Énoncé du problème:
Citez mot pour mot le passage de l'extrait à lire situé entre « M. Aldridge : Personnellement, je » et « de régler le problème. », bornes incluses.

Extrait à lire:
M. Aldridge : Personnellement, je dirais qu'un grand nombre de fonctionnaires désirent très sincèrement, à titre individuel, régler le problème. Cependant, je ne me rappelle pas un seul cas évident où « le gouvernement » a essayé très sincèrement de régler le problème, du moins pas jusqu'à ce que ce comité commence à poser de sérieuses questions. Aujourd'hui, on devine ne serait-ce que l'expression d'un désir de régler le problème.
M. Penikett : L'un des problèmes que posent les carrières politiques, c'est qu'elles sont plutôt courtes — même si ce n'est pas le cas au Sénat. Il peut se trouver un ministre, en place durant trois, quatre ou cinq ans, qui parviendra à faire avancer les négociations jusqu'à la veille de l'entente. Quand il arrive, rarement, qu'un ministre soit là pour assister à la conclusion d'une entente, on a alors la démonstration très nette que la volonté politique est payante. Par exemple, à l'époque où il était courant que les négociations s'étalent sur 20 ans pour la plupart des traités du Nord, l'Accord de la Baie James a été conclu en deux ans environ, grâce à une formidable volonté politique, à l'échelon provincial et à l'échelon fédéral.

Extrait des données:
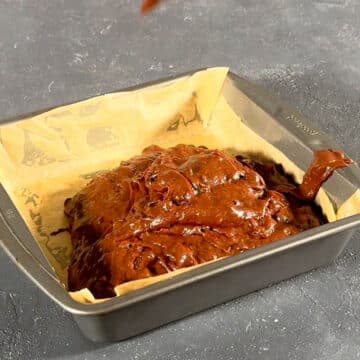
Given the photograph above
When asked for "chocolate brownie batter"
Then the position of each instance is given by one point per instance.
(172, 208)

Solution complète:
M. Aldridge : Personnellement, je dirais qu'un grand nombre de fonctionnaires désirent très sincèrement, à titre individuel, régler le problème. Cependant, je ne me rappelle pas un seul cas évident où « le gouvernement » a essayé très sincèrement de régler le problème, du moins pas jusqu'à ce que ce comité commence à poser de sérieuses questions. Aujourd'hui, on devine ne serait-ce que l'expression d'un désir de régler le problème.